* WHAT TO DO: Copy out the lines starting at the beginning of the rows and ending at the line that contains "108 143 L 108", replacing "most grateful" with "very grateful" and leaving everything else as it is.

* DATASET CONTENT:
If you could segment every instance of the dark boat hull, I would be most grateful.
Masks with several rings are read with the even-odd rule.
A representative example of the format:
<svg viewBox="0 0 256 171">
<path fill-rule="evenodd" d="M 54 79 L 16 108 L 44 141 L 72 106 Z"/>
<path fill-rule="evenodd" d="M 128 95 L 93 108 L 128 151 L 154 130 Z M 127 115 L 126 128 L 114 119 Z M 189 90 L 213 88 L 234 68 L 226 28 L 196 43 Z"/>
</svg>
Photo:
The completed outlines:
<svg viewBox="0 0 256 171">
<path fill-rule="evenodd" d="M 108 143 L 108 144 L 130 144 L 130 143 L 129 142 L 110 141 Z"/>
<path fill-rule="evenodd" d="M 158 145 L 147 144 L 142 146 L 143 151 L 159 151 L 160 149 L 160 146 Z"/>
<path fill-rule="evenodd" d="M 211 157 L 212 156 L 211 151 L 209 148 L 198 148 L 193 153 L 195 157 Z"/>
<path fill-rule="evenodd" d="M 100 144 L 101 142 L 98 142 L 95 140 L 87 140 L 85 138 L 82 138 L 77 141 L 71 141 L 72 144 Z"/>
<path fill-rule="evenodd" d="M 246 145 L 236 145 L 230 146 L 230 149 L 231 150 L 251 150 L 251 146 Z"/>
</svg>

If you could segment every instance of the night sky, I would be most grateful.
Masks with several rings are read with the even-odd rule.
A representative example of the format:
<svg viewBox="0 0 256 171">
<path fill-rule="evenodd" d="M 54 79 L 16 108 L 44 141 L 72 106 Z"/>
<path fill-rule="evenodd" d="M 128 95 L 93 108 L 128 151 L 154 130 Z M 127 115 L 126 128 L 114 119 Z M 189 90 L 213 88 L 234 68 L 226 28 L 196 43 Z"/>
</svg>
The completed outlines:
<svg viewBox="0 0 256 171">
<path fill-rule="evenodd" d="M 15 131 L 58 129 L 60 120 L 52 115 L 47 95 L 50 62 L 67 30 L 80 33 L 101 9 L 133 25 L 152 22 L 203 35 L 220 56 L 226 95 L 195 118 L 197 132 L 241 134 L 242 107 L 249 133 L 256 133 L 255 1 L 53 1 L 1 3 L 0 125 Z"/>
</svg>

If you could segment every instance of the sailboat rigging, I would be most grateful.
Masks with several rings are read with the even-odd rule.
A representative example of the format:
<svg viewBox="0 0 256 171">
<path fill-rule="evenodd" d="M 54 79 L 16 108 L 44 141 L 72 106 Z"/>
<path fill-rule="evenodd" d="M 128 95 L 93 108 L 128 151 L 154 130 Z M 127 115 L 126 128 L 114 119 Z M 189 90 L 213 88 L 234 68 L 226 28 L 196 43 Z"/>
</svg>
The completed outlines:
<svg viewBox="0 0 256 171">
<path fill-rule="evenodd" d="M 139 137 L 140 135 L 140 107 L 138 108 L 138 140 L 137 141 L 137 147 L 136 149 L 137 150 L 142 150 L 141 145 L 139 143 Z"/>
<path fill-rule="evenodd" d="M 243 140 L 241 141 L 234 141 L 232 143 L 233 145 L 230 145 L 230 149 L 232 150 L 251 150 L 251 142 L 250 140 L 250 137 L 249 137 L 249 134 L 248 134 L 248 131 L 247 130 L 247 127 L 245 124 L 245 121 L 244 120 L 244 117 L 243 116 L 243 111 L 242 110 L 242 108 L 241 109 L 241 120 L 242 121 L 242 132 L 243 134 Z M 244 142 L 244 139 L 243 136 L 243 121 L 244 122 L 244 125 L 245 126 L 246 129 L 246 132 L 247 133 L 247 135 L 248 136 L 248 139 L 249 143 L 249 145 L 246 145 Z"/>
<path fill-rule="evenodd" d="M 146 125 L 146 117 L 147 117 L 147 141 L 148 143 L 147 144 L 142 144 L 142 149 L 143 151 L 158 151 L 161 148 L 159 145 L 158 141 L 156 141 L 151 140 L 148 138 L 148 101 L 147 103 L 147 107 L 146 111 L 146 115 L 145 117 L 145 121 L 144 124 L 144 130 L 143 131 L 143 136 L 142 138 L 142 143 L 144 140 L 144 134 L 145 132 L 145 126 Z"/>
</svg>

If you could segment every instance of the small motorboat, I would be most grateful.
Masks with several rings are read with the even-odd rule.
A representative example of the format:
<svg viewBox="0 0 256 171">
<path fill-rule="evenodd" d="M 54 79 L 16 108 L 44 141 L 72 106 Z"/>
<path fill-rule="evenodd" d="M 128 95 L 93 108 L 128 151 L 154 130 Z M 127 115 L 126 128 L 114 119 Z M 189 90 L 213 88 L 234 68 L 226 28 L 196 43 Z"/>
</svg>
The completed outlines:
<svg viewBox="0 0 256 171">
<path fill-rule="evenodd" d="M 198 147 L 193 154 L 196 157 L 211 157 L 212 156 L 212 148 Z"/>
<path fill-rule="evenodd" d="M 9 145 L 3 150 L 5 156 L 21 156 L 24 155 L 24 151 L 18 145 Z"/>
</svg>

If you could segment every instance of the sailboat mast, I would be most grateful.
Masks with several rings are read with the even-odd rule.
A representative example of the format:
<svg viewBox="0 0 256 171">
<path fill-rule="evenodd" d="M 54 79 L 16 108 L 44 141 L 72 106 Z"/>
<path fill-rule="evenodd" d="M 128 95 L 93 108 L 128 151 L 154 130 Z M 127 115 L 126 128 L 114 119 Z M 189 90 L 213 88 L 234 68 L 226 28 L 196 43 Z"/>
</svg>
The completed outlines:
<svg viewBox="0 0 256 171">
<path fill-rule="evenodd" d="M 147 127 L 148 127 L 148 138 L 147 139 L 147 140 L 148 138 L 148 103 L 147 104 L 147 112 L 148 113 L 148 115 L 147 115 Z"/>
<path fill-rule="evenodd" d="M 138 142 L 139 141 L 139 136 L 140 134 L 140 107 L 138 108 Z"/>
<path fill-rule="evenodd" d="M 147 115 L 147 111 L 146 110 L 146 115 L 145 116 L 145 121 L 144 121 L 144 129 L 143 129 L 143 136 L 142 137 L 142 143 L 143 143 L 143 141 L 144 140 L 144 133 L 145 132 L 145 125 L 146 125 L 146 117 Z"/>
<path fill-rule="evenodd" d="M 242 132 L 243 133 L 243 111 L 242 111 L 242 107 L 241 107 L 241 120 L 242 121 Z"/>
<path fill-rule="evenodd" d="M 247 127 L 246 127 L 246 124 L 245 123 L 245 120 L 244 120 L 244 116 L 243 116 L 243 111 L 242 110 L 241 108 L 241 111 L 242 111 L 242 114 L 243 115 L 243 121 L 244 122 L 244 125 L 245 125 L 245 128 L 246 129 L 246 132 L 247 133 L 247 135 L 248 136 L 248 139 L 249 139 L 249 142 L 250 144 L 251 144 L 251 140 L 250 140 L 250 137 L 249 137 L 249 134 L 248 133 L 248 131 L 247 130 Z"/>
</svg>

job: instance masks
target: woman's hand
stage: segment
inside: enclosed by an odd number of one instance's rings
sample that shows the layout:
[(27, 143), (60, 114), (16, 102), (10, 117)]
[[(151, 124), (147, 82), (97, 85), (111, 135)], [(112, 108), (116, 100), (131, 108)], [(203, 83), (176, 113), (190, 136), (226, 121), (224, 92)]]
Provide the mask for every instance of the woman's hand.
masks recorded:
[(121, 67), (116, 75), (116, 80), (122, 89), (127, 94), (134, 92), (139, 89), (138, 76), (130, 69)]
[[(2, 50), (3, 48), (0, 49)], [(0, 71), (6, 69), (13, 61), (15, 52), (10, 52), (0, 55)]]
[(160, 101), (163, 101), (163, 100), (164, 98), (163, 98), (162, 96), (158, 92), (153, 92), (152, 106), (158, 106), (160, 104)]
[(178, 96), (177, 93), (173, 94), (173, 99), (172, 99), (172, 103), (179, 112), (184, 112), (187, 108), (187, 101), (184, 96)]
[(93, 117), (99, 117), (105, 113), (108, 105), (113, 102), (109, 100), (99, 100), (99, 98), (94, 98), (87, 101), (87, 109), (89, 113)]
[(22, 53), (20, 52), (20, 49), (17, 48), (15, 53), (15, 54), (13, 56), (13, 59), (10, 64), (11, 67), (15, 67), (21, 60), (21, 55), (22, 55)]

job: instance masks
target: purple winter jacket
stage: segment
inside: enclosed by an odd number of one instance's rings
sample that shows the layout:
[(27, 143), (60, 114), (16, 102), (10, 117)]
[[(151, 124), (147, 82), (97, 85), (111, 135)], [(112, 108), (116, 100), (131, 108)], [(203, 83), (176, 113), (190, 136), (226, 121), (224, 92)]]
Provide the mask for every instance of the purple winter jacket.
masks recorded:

* THE RESPONSE:
If you could segment every instance of the dark boat hull, I would be very grateful.
Masks with several rings are read with the even-odd rule.
A representative example of the format:
<svg viewBox="0 0 256 171">
<path fill-rule="evenodd" d="M 54 79 L 16 108 L 44 141 L 72 106 Z"/>
<path fill-rule="evenodd" d="M 128 95 L 93 108 L 128 151 L 154 130 Z M 127 115 L 126 128 L 114 119 Z M 189 90 L 213 88 L 234 68 L 226 28 L 196 43 Z"/>
</svg>
Photo:
The completed outlines:
<svg viewBox="0 0 256 171">
<path fill-rule="evenodd" d="M 108 143 L 108 144 L 130 144 L 130 143 L 129 142 L 110 141 Z"/>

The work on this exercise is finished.